- [Required action]: Take the line that contains "Where can the man's neck" in the data below and each line after it, through the last, and repeat them unchanged.

(Records contained in a dataset)
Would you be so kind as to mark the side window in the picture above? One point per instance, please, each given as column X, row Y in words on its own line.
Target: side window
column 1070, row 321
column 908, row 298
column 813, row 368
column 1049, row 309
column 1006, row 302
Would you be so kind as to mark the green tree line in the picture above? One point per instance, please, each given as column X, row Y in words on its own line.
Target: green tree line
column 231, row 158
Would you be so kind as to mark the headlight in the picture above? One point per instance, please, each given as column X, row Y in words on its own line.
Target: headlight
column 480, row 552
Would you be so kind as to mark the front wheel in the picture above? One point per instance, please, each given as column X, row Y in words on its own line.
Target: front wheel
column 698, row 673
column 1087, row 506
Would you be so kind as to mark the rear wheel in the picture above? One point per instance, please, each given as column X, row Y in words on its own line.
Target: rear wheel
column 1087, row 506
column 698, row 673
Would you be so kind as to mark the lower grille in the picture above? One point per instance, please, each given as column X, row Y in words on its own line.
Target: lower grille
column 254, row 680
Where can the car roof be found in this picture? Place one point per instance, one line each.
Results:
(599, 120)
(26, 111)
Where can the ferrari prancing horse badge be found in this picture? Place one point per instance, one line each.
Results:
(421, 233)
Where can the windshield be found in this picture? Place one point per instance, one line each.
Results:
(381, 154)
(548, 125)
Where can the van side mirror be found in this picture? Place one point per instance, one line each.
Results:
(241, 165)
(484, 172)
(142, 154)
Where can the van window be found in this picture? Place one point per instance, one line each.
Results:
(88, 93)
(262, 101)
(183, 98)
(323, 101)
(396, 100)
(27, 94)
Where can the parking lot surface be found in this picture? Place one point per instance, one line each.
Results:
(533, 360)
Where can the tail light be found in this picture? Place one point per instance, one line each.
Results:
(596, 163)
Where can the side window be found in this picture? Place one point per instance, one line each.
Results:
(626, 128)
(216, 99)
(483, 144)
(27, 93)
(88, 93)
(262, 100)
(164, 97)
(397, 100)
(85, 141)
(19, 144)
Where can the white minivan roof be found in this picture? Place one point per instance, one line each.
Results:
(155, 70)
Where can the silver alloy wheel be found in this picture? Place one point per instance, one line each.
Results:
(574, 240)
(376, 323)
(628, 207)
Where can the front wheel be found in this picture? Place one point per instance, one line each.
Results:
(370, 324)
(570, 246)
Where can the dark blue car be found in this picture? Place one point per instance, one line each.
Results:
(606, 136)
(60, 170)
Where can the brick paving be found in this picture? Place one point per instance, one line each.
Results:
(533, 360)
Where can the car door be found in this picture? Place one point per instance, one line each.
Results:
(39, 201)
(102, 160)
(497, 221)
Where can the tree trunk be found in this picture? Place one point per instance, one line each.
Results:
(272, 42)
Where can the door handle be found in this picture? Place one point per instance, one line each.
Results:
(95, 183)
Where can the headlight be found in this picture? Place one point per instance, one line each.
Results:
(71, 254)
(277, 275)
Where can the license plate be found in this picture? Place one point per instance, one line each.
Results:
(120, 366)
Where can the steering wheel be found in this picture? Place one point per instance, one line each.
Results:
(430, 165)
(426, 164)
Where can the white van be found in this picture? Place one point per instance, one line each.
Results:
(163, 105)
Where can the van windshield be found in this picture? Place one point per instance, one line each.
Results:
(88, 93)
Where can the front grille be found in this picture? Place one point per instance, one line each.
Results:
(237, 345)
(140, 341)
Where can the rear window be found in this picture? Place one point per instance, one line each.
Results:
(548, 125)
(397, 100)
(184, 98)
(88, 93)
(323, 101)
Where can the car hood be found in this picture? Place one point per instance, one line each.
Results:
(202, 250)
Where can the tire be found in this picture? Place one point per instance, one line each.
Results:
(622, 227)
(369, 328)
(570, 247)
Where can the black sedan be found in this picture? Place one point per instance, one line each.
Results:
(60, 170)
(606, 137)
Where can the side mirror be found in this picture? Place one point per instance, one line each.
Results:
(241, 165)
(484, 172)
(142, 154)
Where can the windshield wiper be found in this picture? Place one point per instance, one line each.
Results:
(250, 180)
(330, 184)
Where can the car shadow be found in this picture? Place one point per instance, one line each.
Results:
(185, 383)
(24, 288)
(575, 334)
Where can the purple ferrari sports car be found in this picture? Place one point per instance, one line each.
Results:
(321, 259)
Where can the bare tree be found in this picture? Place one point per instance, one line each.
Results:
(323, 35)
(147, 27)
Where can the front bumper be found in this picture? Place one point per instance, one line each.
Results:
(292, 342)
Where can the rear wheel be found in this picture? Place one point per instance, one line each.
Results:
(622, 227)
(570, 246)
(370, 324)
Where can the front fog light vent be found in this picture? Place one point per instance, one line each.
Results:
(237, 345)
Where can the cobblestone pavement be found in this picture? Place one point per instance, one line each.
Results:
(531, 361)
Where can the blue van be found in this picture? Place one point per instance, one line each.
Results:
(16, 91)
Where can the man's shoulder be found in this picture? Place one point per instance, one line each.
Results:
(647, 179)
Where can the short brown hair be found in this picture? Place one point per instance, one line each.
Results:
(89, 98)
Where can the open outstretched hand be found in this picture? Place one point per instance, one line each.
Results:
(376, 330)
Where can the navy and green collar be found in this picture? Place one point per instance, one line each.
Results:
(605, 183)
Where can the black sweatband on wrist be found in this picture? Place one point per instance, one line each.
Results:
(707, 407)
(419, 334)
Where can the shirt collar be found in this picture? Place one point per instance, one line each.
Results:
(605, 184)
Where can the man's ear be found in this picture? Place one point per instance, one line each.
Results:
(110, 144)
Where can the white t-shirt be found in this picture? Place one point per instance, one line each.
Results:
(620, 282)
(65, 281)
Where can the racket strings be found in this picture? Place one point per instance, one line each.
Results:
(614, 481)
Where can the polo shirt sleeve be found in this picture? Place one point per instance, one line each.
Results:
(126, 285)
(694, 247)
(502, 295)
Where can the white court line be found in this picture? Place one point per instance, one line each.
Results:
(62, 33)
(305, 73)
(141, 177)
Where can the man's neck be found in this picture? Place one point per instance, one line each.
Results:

- [Reply]:
Where can the man's neck be found in this picture? Place one point per instance, one line each.
Results:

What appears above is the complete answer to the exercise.